Data extract START

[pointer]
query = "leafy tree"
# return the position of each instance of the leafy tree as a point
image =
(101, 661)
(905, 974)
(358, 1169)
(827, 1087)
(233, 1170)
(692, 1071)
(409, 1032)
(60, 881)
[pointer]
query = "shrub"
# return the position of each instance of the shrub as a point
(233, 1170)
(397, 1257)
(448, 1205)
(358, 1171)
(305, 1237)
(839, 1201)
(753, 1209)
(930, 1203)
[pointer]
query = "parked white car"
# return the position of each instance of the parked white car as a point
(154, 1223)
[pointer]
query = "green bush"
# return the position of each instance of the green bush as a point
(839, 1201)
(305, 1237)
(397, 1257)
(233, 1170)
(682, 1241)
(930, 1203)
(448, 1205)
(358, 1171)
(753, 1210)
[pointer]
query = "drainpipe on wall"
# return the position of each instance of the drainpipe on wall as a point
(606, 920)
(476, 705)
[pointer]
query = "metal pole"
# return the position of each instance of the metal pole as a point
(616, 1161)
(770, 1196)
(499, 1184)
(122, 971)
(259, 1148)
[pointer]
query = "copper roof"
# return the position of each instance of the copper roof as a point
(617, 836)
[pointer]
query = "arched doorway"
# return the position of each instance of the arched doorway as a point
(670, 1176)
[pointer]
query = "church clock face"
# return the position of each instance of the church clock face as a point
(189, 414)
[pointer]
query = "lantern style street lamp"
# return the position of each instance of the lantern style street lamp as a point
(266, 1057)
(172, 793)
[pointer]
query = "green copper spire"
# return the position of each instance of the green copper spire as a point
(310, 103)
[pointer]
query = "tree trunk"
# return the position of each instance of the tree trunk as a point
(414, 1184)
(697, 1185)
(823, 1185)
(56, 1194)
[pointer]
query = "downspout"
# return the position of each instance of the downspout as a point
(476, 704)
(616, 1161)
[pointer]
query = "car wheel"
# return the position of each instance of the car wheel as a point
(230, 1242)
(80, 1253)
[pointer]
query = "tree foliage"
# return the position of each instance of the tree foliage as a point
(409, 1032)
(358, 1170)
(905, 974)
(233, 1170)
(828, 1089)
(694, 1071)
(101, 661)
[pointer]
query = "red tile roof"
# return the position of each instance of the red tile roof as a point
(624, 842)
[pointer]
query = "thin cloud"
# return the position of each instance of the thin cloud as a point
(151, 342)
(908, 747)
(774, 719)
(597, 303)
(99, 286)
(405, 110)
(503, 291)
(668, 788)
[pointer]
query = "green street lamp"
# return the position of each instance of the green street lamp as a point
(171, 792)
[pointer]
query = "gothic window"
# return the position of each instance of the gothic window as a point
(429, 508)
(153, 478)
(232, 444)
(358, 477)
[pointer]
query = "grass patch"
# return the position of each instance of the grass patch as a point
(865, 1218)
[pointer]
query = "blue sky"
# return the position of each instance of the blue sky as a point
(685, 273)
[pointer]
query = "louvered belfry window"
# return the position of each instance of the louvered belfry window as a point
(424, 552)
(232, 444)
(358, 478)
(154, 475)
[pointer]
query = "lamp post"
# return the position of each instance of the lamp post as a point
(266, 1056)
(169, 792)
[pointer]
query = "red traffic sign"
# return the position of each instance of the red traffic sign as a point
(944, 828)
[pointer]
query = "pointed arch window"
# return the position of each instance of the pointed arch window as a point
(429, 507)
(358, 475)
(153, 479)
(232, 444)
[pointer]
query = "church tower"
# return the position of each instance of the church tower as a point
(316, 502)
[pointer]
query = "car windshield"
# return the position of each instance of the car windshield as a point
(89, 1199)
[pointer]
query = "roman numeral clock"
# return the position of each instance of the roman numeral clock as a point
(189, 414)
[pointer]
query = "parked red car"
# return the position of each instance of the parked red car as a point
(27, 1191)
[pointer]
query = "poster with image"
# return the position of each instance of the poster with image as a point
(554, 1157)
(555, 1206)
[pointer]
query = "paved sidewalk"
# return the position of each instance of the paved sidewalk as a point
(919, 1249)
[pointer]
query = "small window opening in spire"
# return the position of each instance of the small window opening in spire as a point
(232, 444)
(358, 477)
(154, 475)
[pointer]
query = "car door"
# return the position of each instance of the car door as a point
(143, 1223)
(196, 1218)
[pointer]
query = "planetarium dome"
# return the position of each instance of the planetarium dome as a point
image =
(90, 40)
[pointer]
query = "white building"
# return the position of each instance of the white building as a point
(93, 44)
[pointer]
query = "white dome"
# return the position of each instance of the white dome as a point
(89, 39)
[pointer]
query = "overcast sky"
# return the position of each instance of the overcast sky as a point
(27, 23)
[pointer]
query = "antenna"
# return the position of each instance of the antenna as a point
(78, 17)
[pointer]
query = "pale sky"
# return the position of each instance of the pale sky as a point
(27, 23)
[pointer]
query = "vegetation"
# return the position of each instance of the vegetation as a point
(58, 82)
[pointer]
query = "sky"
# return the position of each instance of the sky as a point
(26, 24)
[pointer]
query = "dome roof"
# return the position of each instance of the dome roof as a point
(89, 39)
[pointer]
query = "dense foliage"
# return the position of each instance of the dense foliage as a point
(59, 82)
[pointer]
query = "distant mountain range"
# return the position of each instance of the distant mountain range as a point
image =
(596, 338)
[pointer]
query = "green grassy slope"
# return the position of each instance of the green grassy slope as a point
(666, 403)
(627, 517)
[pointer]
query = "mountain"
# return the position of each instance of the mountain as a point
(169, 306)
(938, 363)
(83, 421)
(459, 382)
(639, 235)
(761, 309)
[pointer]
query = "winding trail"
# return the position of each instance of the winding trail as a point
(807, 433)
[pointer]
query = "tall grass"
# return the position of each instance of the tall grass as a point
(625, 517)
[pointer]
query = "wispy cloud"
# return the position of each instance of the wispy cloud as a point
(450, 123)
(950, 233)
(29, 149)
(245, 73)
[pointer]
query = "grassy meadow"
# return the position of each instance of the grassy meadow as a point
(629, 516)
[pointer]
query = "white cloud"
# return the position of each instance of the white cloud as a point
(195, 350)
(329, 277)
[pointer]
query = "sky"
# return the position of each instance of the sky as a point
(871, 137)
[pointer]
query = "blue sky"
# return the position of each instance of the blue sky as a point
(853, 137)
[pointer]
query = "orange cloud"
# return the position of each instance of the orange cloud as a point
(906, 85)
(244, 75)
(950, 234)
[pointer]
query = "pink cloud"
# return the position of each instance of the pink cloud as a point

Data extract END

The response should be an exact copy of every line above.

• Reply to the task:
[pointer]
query = "leafy tree"
# return the position of each instance of the leafy tree as a point
image =
(101, 661)
(905, 974)
(358, 1169)
(827, 1087)
(233, 1170)
(692, 1071)
(409, 1032)
(60, 881)
[pointer]
query = "shrub"
# return the position of each instance of the shrub as a point
(233, 1170)
(397, 1257)
(448, 1205)
(358, 1171)
(305, 1237)
(839, 1201)
(753, 1209)
(930, 1203)
[pointer]
query = "parked white car"
# return the position of each instance of the parked white car as a point
(154, 1223)
[pointer]
query = "green bush"
# return the position of each instance of the green bush as a point
(839, 1201)
(305, 1237)
(397, 1257)
(233, 1170)
(682, 1241)
(930, 1203)
(448, 1205)
(358, 1171)
(753, 1210)
[pointer]
query = "drainpipe on wall"
# return the position of each instance of the drainpipe on wall as a point
(606, 920)
(476, 705)
[pointer]
query = "metal pole"
# return the position of each instance of the metal pole as a point
(616, 1161)
(770, 1196)
(499, 1184)
(122, 971)
(259, 1148)
[pointer]
query = "copper roof"
# return the position of each instance of the copper roof as a point
(617, 836)
[pointer]
query = "arched doorway"
# return the position of each instance of the arched doorway as a point
(670, 1176)
[pointer]
query = "church clock face"
# return the position of each instance of the church clock face as a point
(189, 414)
[pointer]
query = "lantern style street lamp"
# return the position of each instance of the lantern style street lamp as a point
(266, 1057)
(172, 793)
[pointer]
query = "green copper spire"
# return the position of each instance of the green copper spire as a point
(310, 103)
[pointer]
query = "tree trunk"
# return the position of each instance of the tree trunk as a point
(414, 1184)
(697, 1185)
(823, 1185)
(56, 1194)
[pointer]
query = "downspout"
# return the position of each instance of the downspout as a point
(476, 704)
(616, 1161)
[pointer]
query = "car wheel"
# return the position of each instance of the car wheel as a point
(230, 1242)
(80, 1253)
[pointer]
query = "tree foliage"
# return the position of each instance of the tree foliage as a point
(409, 1032)
(358, 1170)
(905, 974)
(233, 1170)
(828, 1089)
(694, 1071)
(101, 661)
[pointer]
query = "red tile roof"
# return the position of each instance of the red tile roof as a point
(624, 842)
[pointer]
query = "thin cloud"
# return the position of each instance of the thin cloud as a point
(151, 342)
(908, 747)
(774, 719)
(597, 303)
(99, 286)
(405, 110)
(503, 291)
(668, 788)
[pointer]
query = "green street lamp"
# return the position of each instance of the green street lamp as a point
(171, 792)
[pointer]
query = "gothic window"
# return the position of each instance of the gothic window as a point
(429, 508)
(153, 478)
(232, 444)
(358, 477)
[pointer]
query = "grass patch"
# return the position of each instance of the grass patch as a point
(865, 1218)
[pointer]
query = "blue sky"
# return the position of each instance of the blue sky as a point
(685, 273)
[pointer]
query = "louvered belfry window"
# return the position of each instance of the louvered belfry window as a point
(424, 552)
(232, 444)
(358, 478)
(154, 475)
[pointer]
query = "lamp post"
# return the position of each instance of the lamp post as a point
(266, 1056)
(169, 792)
[pointer]
query = "red traffic sign"
# return the position of each instance of the red traffic sign as a point
(944, 828)
[pointer]
query = "pointed arch window"
# return the position of each instance of the pointed arch window as a point
(429, 507)
(358, 475)
(153, 479)
(232, 444)
[pointer]
query = "church tower"
# return the position of each instance of the church tower as a point
(316, 502)
[pointer]
query = "car windshield"
# return the position of each instance of the car windshield as a point
(89, 1199)
[pointer]
query = "roman numeral clock"
# return the position of each instance of the roman numeral clock as a point
(189, 414)
[pointer]
query = "parked red car"
# return the position of each instance of the parked red car as a point
(27, 1191)
[pointer]
query = "poster with image"
# return the position of each instance of the poster with image as a point
(554, 1157)
(555, 1206)
[pointer]
query = "paved sidewalk"
# return the position of each instance of the paved sidewalk as a point
(919, 1249)
[pointer]
query = "small window opening in spire"
# return the position of each instance of the small window opening in spire as a point
(232, 444)
(358, 477)
(154, 475)
[pointer]
query = "car door"
# return the position of each instance of the car door as a point
(143, 1223)
(196, 1218)
[pointer]
query = "planetarium dome"
# return the position of each instance of the planetarium dome as a point
image =
(90, 40)
[pointer]
query = "white building"
# return the position of each instance of the white building as a point
(93, 44)
[pointer]
query = "white dome"
# return the position of each instance of the white dome as a point
(89, 39)
[pointer]
query = "overcast sky"
# return the position of each instance of the overcast sky as a point
(27, 23)
[pointer]
query = "antenna"
# return the position of each instance of the antenna as a point
(78, 17)
[pointer]
query = "pale sky"
# return the position of each instance of the pale sky as a point
(27, 23)
[pointer]
query = "vegetation"
# return the position of each instance of the vegetation as a point
(58, 82)
[pointer]
query = "sky"
# return the position of each instance of the sky as a point
(26, 24)
[pointer]
query = "dome roof"
# return the position of each instance of the dome roof as a point
(89, 39)
[pointer]
query = "dense foliage"
# return the position of each instance of the dense foliage as a point
(59, 82)
[pointer]
query = "distant mountain range"
# return the position of each instance of the distant mountain range as a point
image =
(596, 338)
[pointer]
query = "green grassy slope"
# return the position of each instance of the green grassy slope as a point
(666, 403)
(627, 517)
[pointer]
query = "mountain"
# return the position of each instance of the mountain as a point
(169, 306)
(938, 363)
(83, 421)
(459, 382)
(639, 235)
(761, 309)
[pointer]
query = "winding trail"
# return the position of each instance of the winding trail as a point
(807, 433)
[pointer]
query = "tall grass"
# return the position of each instance of the tall grass as a point
(625, 517)
[pointer]
query = "wispy cloud"
# return the position of each instance of the wispy cloud as a point
(450, 123)
(950, 233)
(29, 149)
(245, 73)
[pointer]
query = "grassy meadow"
# return the position of each instance of the grassy meadow as a point
(629, 516)
[pointer]
query = "white cloud"
# return the position of each instance of the white cloud as a point
(195, 350)
(329, 277)
[pointer]
query = "sky"
# return the position of each instance of the sky as a point
(871, 137)
[pointer]
query = "blue sky"
# return the position of each instance of the blue sky as a point
(853, 137)
[pointer]
query = "orange cloud"
# return the position of each instance of the orange cloud as a point
(906, 85)
(244, 75)
(950, 234)
[pointer]
query = "pink cloud"
# return the position of each instance of the pink cloud as a point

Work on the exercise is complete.